Return the material unaltered, line by line.

━━━━━━━━━━━━━━━━━━━━━━━━━━━━━━

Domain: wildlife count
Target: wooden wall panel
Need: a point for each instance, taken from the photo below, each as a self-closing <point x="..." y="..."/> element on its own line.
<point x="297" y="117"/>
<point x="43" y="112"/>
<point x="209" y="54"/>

━━━━━━━━━━━━━━━━━━━━━━━━━━━━━━

## Problem solution
Domain: wildlife count
Target: wooden wall panel
Need: a point for each instance, taken from the photo below, each as a self-closing <point x="..." y="..."/> element on its own line.
<point x="297" y="117"/>
<point x="43" y="112"/>
<point x="209" y="54"/>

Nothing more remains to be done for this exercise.